* _Problem_: Line count for "innermost": state how many lines of the listing below contain it, without anything else.

* _Data under study_:
******************************
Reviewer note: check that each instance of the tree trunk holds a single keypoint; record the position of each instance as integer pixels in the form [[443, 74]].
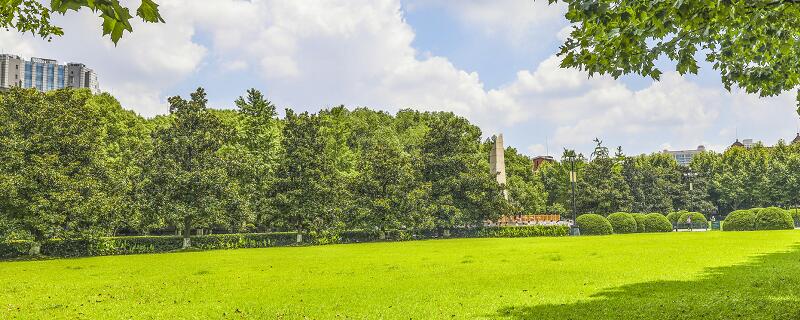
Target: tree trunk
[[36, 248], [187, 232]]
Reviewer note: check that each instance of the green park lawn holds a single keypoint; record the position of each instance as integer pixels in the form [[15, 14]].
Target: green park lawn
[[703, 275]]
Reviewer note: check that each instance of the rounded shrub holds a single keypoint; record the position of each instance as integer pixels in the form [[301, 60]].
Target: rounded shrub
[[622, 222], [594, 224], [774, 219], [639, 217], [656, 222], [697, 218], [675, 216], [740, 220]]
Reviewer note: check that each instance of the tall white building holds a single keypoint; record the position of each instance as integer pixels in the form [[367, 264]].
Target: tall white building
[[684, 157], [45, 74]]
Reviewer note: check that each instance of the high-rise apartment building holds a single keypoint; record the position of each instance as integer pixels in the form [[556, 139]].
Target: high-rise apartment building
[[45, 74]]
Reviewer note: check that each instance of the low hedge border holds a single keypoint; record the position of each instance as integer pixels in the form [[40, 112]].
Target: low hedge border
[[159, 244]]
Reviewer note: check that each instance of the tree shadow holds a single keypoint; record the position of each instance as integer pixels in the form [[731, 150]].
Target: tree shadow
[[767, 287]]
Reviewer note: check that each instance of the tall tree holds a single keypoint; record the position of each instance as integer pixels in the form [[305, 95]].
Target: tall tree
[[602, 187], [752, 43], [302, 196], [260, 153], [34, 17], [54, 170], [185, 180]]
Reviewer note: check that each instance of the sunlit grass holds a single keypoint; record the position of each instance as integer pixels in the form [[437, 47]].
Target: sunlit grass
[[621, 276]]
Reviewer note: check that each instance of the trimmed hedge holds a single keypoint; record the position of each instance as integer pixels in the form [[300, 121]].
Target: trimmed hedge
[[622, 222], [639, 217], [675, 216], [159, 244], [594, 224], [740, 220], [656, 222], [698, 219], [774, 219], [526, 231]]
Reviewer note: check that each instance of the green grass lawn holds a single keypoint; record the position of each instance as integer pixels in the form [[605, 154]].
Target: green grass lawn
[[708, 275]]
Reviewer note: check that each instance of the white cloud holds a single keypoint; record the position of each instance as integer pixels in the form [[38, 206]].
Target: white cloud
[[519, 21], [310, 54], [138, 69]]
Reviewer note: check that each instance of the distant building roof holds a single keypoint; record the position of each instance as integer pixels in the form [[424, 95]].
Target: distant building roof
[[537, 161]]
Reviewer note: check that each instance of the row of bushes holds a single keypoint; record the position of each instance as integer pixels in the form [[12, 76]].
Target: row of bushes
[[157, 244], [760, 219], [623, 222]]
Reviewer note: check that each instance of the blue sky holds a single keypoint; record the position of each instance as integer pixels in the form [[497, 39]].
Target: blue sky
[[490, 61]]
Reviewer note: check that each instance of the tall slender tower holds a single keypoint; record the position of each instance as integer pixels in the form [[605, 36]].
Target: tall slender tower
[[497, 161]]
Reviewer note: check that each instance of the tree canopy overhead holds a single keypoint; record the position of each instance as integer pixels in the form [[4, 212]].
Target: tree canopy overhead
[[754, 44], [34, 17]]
******************************
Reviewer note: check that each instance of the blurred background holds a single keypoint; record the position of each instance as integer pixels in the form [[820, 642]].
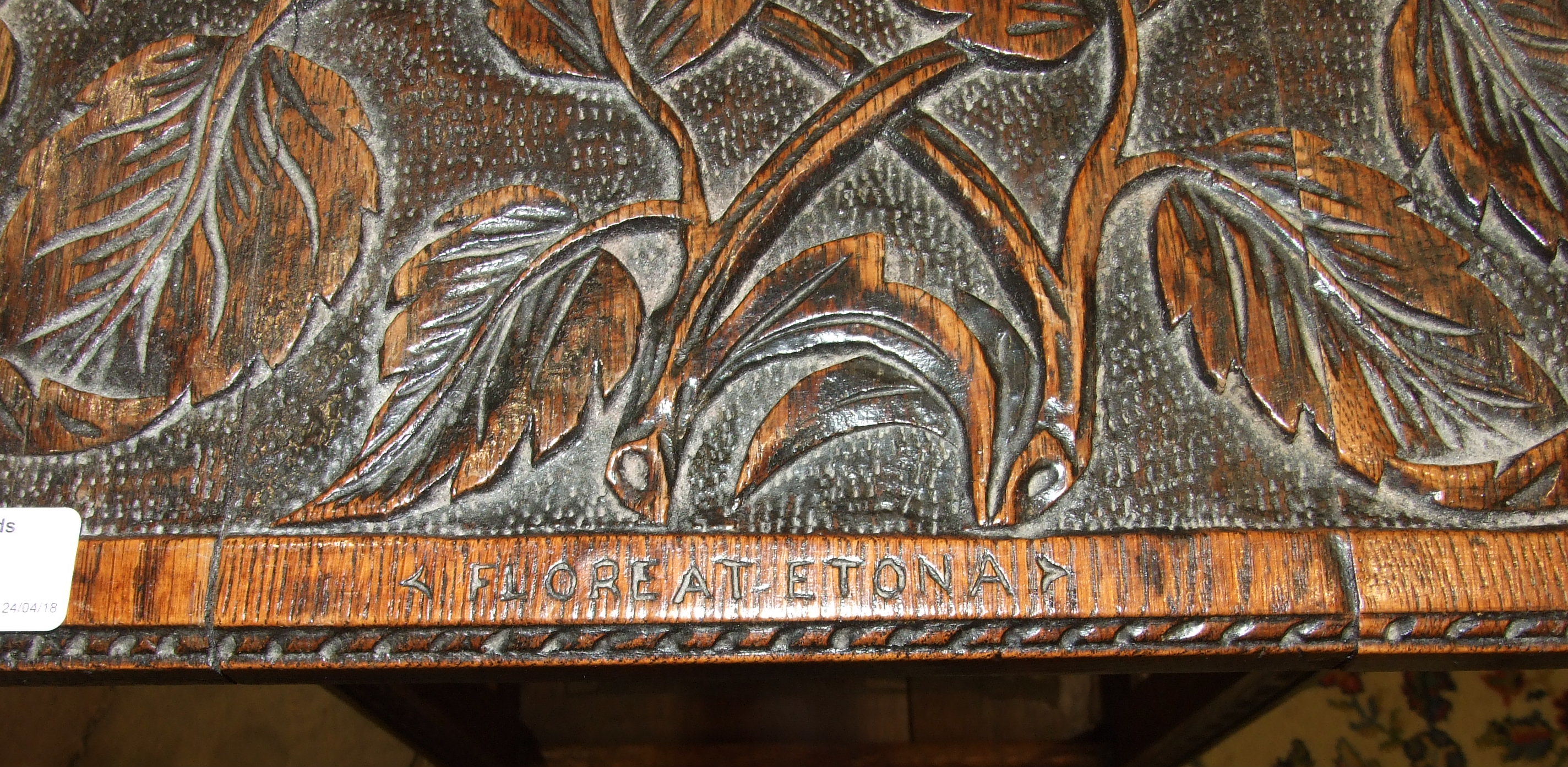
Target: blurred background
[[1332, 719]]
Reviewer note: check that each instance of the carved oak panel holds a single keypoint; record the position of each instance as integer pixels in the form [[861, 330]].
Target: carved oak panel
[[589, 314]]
******************************
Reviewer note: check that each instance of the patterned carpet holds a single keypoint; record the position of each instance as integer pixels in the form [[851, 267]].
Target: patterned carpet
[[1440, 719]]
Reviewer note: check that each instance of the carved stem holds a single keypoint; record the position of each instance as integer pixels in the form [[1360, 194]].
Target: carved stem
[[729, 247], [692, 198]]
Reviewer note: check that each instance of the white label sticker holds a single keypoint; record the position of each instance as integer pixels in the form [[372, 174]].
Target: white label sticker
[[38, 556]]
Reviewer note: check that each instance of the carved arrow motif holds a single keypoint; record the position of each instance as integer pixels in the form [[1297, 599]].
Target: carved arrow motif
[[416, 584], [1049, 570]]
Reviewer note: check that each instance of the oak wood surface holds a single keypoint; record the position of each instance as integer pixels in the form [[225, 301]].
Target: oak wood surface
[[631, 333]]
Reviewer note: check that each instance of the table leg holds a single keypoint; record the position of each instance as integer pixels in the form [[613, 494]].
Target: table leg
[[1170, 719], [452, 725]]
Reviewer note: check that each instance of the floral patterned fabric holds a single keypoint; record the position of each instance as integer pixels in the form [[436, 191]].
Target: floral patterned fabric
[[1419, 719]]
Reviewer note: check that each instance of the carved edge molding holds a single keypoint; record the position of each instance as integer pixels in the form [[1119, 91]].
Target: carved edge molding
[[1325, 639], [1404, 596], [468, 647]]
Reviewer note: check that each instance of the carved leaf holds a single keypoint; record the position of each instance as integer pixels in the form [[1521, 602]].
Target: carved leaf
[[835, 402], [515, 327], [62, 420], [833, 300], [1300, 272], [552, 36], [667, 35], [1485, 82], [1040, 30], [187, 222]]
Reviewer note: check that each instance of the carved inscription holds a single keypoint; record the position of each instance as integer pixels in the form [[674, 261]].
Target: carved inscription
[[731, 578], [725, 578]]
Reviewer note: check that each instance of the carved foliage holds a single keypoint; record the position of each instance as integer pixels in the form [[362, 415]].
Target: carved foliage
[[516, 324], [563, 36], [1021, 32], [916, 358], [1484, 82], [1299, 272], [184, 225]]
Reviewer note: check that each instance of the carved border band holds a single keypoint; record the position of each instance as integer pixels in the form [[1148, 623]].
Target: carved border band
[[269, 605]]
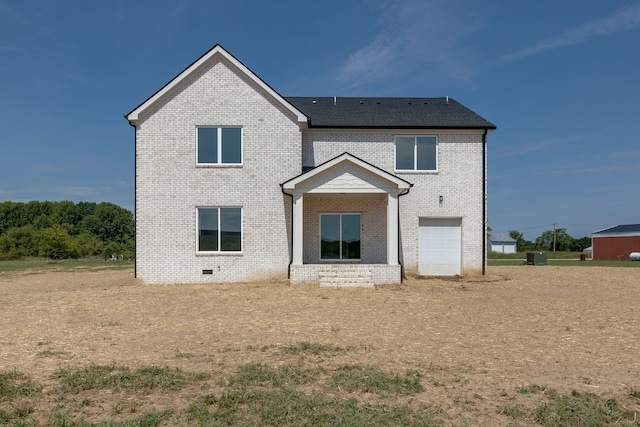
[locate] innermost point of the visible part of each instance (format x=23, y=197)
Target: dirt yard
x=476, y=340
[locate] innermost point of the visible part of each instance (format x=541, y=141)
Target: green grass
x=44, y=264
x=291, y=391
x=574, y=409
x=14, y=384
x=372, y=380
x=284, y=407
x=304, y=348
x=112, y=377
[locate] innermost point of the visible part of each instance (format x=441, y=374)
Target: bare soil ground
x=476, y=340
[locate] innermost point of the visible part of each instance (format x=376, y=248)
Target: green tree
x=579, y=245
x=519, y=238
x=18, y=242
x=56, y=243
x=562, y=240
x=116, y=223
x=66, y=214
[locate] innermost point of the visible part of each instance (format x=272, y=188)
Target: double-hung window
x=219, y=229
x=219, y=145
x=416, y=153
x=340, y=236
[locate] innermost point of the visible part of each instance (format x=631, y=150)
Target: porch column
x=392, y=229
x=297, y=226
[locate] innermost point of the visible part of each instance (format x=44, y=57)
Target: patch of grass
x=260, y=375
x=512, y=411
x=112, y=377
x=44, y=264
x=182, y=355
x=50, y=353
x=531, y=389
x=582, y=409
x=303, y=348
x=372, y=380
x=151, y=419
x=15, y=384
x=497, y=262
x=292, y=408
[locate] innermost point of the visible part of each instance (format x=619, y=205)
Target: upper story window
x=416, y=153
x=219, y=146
******************************
* _Problem solution_: 8